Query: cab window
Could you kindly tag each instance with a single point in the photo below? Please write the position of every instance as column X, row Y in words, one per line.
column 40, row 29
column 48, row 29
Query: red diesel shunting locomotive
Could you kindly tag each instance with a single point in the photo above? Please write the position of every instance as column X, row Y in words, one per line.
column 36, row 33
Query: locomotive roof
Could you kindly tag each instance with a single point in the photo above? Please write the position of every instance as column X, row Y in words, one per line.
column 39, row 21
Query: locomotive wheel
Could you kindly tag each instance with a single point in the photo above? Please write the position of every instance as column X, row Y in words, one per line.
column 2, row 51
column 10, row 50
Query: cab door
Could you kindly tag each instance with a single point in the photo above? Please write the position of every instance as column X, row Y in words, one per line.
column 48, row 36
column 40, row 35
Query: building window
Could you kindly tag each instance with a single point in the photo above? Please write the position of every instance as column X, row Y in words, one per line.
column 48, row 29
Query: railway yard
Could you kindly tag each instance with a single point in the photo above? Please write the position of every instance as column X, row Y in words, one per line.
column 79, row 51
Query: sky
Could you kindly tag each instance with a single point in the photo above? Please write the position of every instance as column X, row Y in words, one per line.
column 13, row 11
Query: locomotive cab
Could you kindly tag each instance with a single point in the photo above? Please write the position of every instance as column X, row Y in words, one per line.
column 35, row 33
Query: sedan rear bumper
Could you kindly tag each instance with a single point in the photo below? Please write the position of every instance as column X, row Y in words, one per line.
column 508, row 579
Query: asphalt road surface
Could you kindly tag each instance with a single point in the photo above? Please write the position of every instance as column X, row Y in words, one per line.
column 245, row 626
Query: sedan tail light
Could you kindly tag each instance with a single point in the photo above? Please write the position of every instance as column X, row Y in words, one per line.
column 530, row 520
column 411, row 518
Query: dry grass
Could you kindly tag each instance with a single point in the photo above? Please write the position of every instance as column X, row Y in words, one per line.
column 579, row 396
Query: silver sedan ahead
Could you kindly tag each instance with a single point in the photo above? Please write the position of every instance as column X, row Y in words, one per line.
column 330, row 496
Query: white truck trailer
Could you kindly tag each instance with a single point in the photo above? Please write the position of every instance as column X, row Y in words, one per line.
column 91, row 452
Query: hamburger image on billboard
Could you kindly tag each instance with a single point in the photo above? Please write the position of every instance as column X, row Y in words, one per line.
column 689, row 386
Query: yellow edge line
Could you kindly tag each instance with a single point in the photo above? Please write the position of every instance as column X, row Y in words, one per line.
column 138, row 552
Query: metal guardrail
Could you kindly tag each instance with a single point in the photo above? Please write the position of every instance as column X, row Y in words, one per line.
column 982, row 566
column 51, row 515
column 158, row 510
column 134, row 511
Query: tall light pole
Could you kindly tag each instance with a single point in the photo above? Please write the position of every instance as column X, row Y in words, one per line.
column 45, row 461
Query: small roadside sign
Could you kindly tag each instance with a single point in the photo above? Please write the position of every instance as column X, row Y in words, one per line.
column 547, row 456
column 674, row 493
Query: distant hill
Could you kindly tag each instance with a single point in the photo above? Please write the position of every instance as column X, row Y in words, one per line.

··········

▶ _TO BE DONE_
Print every line of the items above again, without changing a single character.

▶ _ANSWER TO THIS PROBLEM_
Query: cab window
Could you kindly tag each instance with a single point in the photo below? Please write the position of every instance as column X, row Y in words, one per line.
column 40, row 29
column 48, row 29
Query: red diesel shunting locomotive
Could you kindly tag each instance with a single point in the photo above? Please write the position of every instance as column X, row Y in words, one per line.
column 36, row 33
Query: locomotive roof
Could you kindly tag each instance with a single point in the photo above? Please write the position of every instance as column X, row Y in words, one per line.
column 39, row 21
Query: locomotive wheel
Could you kindly tag each instance with a single point in the photo above? Please write the position of every instance as column X, row Y in words, one per line.
column 2, row 51
column 10, row 50
Query: cab door
Could you kindly tag each instance with a single point in the photo above? Please write the position of every instance as column X, row Y in words, one per line.
column 48, row 36
column 40, row 35
Query: building window
Could you kindly tag each instance with a single point in the photo above? Please write the position of every instance as column X, row Y in words, one per line.
column 48, row 29
Query: railway yard
Could you kindly tag each instance with a single point in the photo above? Please write the position of every instance as column X, row Y in words, one per line.
column 79, row 51
Query: sky
Could you kindly tag each instance with a single point in the photo above? Please write the position of every instance as column X, row Y in words, one per line.
column 13, row 11
Query: locomotive cab
Could you kindly tag each instance with a single point in the photo above? Please write the position of every instance as column X, row Y in words, one per line.
column 35, row 33
Query: sedan rear bumper
Could you kindly tag each instance with a single point in the photo below? Please write the position of every instance as column X, row Y in words, one per line.
column 508, row 579
Query: asphalt road surface
Could you kindly tag each instance with a single point in the photo above? Please write the position of every instance as column X, row Y in words, one per line.
column 245, row 626
Query: sedan tail light
Could you kindly tag each instance with a single point in the photo above? Please write the position of every instance as column X, row Y in words, one per line.
column 530, row 520
column 411, row 518
Query: dry grass
Could you kindly tag each instance with a single point in the photo above? Please write the position of every instance as column X, row Y in words, one per line.
column 579, row 396
Query: silver sedan ahead
Could you kindly tag each instance with a single point in the photo above? Please write the position of every instance as column X, row Y in words, one per line.
column 330, row 496
Query: white truck trailer
Could you kindly tag each instance with a single point in the photo above? Please write the position of every instance as column X, row Y in words, one per line.
column 91, row 452
Query: hamburger image on billboard
Could you kindly tag each instance with a single point in the photo above? Please write the position of every instance as column X, row Y in words, one per line.
column 689, row 386
Query: yellow edge line
Could you kindly tag each instance with a single point in the photo above? Please write the position of every instance as column X, row Y in words, one per line.
column 138, row 552
Query: metal guardrail
Could you kindly tag each instance with a single point in the photo above? Please write the position of every instance as column X, row Y in words, one per line.
column 982, row 566
column 51, row 515
column 158, row 510
column 134, row 511
Query: tall light pole
Could you kindly tag each instance with a single point in the photo above? Please write the position of every instance as column X, row Y in words, one per line.
column 45, row 461
Query: small roadside sign
Could you kindly tag each instance with a single point in the photo above? Please write the position of every instance as column X, row Y in words, one per line.
column 547, row 456
column 674, row 493
Query: distant hill
Could you kindly tag each instance with a single point in the photo above? Please write the position of every instance as column X, row Y in words, one per line.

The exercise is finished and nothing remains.